Excerpt provided:
BEGIN

And here it is stuck in its energized state, in the absence of any applied energy.
On the solenoid's frame, there's a tiny rectangle of foam rubber adhered with pressure-sensitive adhesive; it's there to quiet the solenoid's operation. The foam rubber deteriorates with age, and the adhesive bleeds through. The result is a sticky solenoid that will cause the clutch it's controlling to double-cycle. That can result in some quite mystifying symptoms. Here's a view of the ruined foam rubber.
HP doesn't break out this solenoid as a service replacement part, but it's not at all difficult to get a sticky solenoid working properly.
First, you have to remove all traces of the adhesive with lacquer thinner. (The adhesive is tenacious stuff, but it does come off. Be sure to get rid of all traces of it.) Wrap four thicknesses of electrical tape around the flapper and reassemble the solenoid.
The solenoid will work fine, but it won't be as quiet as it was. It will make an audible, though not objectionable, muffled 'click' every time it's energized.
This style of solenoid is widely used to control clutches, and they can all get sticky with age. The symptom this one produced in a 4100 was rather odd.
On a multi-page print run, every third page would be a blank sheet. No error would be reported, but the printer would stop printing, and just keep running doing nothing. Opening and closing the lid would cause printing to resume for two pages, then the same blank sheet incident would occur.
Looking in the back of Tray 2, I could see that the pickup rollers were double-cycling. 'Explained a lot.
The double-cycling didn't affect the first page's timing, of course, and it didn't affect the second page either. But it always caused the third sheet to enter the printer too early. Whenever a sheet is fed too early, a misprint (blank sheet) ensues. The curious thing is that there was no error displayed. Misprints are supposed to give '41' errors. It looks to me like the 4100 has a bug in its firmware, such that it can't interpret the particular condition I was seeing. It just gets bewildered, and goes into a 'do nothing useful' loop.

END

Data extracts:
BEGIN

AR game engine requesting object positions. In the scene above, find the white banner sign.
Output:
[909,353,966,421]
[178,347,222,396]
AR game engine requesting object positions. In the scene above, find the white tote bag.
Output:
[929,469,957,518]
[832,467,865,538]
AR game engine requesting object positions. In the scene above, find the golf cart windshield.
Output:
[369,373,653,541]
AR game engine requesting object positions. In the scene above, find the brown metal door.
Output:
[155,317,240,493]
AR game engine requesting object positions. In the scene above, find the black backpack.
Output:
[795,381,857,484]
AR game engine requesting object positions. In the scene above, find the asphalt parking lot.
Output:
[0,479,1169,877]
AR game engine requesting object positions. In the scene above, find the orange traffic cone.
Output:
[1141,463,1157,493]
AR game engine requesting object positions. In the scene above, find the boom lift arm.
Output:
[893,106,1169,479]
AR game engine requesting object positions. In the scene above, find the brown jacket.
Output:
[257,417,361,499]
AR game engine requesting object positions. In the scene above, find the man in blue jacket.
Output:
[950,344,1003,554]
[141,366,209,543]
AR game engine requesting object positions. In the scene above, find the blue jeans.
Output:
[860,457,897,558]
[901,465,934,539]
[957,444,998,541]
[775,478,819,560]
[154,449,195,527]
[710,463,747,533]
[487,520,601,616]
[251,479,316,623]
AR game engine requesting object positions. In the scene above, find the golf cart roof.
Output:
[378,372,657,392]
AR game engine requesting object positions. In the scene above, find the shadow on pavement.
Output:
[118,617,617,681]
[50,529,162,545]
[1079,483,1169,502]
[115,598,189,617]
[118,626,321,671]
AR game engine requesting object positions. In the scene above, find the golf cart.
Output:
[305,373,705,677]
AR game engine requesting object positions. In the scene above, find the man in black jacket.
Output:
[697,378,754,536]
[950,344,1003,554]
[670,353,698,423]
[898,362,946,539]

END

Prompt: Set down the part of the sticky-solenoid text word for word, starting with "And here it" and going on through "solenoid working properly.".

Solved exercise:
And here it is stuck in its energized state, in the absence of any applied energy.
On the solenoid's frame, there's a tiny rectangle of foam rubber adhered with pressure-sensitive adhesive; it's there to quiet the solenoid's operation. The foam rubber deteriorates with age, and the adhesive bleeds through. The result is a sticky solenoid that will cause the clutch it's controlling to double-cycle. That can result in some quite mystifying symptoms. Here's a view of the ruined foam rubber.
HP doesn't break out this solenoid as a service replacement part, but it's not at all difficult to get a sticky solenoid working properly.